Problem statement:
Please make an exact copy of the lines from the one holding "the shoreline vegetation" through the end of the data, both ends included, with no pictures.

Dataset items:
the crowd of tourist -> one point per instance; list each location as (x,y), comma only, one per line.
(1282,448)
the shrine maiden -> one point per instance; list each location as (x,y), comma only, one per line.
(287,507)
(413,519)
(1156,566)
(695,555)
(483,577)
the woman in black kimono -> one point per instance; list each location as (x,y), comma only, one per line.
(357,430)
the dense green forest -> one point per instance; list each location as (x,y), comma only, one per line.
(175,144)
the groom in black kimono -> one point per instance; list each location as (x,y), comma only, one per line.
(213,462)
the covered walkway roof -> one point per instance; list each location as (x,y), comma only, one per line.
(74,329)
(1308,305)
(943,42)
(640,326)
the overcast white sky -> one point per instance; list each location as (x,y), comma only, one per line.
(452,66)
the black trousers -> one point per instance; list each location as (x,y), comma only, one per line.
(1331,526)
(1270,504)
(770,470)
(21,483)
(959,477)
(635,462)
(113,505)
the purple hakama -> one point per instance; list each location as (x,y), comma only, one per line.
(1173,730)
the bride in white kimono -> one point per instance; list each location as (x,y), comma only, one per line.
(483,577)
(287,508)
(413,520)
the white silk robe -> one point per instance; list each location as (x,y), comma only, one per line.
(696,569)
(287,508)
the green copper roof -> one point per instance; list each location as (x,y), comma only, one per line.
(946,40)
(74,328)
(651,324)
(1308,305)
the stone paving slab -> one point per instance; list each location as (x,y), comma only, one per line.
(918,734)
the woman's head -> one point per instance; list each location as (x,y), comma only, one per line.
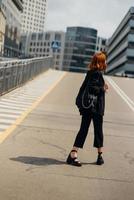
(98,61)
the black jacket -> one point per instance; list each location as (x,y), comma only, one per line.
(96,81)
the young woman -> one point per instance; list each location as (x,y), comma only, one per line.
(98,87)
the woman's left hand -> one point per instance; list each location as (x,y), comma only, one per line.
(106,87)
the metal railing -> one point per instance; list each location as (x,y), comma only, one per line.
(15,73)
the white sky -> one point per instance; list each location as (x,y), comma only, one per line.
(104,15)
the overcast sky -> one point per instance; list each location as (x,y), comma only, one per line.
(104,15)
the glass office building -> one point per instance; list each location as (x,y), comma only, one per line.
(12,10)
(121,47)
(80,45)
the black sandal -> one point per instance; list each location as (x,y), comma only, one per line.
(100,160)
(73,161)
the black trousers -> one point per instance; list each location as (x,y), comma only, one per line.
(98,130)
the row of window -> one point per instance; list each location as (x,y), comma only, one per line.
(39,50)
(40,44)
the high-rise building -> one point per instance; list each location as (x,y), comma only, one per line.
(121,47)
(80,45)
(50,43)
(33,16)
(101,44)
(2,31)
(12,10)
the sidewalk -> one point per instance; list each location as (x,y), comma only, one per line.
(33,157)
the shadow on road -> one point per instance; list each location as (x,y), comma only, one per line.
(42,161)
(38,161)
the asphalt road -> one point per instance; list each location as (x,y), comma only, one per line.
(32,164)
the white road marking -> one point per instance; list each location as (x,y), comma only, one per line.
(122,94)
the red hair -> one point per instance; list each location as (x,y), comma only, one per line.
(98,61)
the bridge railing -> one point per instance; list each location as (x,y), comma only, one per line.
(17,72)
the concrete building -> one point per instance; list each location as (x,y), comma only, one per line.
(80,45)
(43,44)
(33,16)
(2,31)
(12,10)
(121,47)
(101,44)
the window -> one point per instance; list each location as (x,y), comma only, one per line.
(47,36)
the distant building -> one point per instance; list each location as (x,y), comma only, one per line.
(33,16)
(80,45)
(121,47)
(50,43)
(101,44)
(12,10)
(2,31)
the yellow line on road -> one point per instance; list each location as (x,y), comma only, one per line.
(8,131)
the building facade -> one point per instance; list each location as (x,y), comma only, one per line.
(2,31)
(34,16)
(12,10)
(80,45)
(121,47)
(101,44)
(50,43)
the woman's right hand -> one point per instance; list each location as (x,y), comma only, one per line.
(106,87)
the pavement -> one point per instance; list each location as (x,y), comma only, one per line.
(37,143)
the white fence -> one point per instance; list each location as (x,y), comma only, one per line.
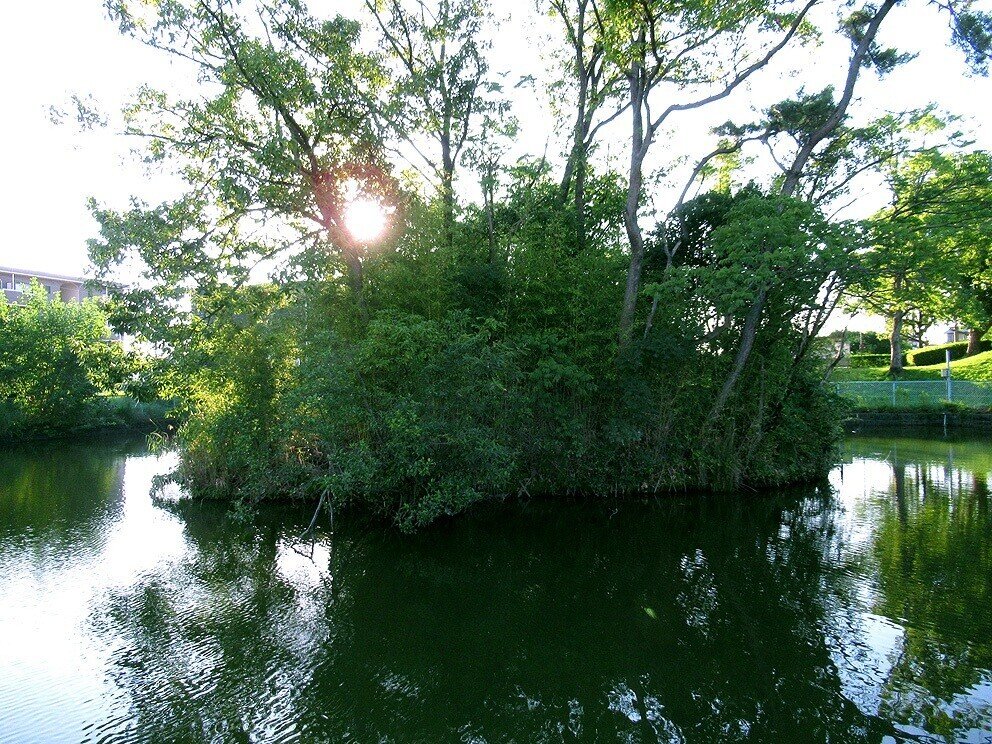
(917,393)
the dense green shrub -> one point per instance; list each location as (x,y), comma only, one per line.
(56,366)
(938,354)
(464,380)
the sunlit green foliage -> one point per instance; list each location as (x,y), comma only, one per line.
(55,359)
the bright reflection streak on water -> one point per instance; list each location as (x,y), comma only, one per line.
(855,613)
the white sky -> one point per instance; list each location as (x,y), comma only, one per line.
(54,48)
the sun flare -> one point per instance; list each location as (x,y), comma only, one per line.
(365,219)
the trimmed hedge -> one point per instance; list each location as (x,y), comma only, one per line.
(936,354)
(869,360)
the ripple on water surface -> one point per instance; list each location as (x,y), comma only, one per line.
(854,612)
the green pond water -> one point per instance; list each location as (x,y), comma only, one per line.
(858,611)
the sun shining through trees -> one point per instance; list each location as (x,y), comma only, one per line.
(365,219)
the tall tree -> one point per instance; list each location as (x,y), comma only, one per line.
(439,82)
(592,80)
(929,247)
(271,149)
(688,49)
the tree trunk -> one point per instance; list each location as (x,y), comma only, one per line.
(895,343)
(447,186)
(975,340)
(748,335)
(640,141)
(636,239)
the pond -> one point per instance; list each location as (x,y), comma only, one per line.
(858,611)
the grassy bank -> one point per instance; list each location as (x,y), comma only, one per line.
(977,368)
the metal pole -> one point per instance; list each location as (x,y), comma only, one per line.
(951,337)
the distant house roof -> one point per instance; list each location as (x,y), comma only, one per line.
(43,275)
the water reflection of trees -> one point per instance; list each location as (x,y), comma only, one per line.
(695,623)
(933,552)
(57,489)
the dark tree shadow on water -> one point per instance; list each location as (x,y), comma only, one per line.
(698,622)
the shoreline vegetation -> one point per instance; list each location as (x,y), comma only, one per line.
(337,318)
(104,415)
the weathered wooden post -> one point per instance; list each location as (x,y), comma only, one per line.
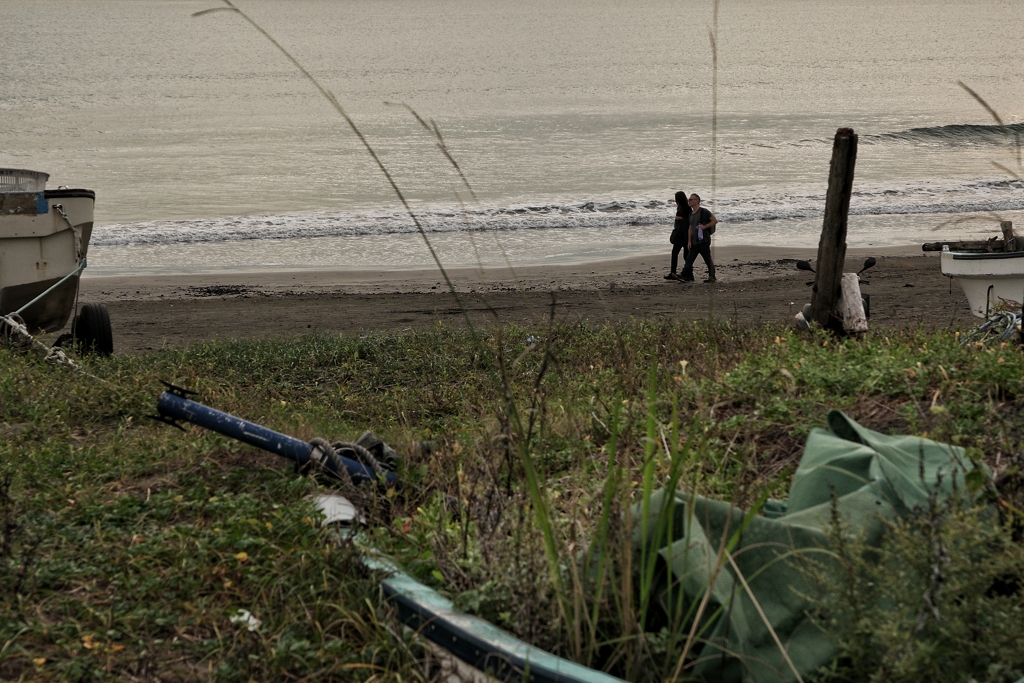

Task response:
the shoreline vegetation -> one point per instance; list each location as (x,y), comma only, one per line.
(337,318)
(104,415)
the weathered wooden post -> one point per instance; list each location as (x,y), comma only, one per line.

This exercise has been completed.